§ BRIEF: How many lines in the items below contain the string "instance"? Case counts; reply with the number only.

§ INPUT DATA:
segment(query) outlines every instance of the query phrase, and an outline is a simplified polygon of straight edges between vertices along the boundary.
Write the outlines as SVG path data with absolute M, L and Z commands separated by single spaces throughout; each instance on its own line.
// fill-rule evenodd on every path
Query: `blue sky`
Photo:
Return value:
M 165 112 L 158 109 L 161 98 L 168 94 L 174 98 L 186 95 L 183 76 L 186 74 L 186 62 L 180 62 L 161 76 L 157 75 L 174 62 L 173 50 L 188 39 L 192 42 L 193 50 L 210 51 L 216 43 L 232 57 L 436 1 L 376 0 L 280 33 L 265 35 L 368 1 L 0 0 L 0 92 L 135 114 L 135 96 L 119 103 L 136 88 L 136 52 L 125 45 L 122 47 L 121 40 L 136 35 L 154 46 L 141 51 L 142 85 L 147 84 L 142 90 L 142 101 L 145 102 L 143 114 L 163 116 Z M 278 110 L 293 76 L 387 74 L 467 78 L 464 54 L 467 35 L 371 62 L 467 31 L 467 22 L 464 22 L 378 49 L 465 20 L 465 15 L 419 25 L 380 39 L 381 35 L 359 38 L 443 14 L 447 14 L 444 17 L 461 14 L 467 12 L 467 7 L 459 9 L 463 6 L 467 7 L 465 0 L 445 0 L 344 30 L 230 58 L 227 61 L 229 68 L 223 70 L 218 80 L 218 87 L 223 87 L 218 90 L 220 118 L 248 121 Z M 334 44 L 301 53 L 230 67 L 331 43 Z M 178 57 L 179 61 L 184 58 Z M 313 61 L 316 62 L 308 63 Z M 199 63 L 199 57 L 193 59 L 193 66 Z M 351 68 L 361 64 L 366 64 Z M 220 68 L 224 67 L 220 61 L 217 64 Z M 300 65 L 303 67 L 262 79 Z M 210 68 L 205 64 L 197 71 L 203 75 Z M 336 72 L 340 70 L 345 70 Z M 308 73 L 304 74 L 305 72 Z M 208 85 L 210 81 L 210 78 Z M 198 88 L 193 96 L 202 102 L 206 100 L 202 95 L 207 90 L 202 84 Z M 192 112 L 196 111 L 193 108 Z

§ SOLUTION: 2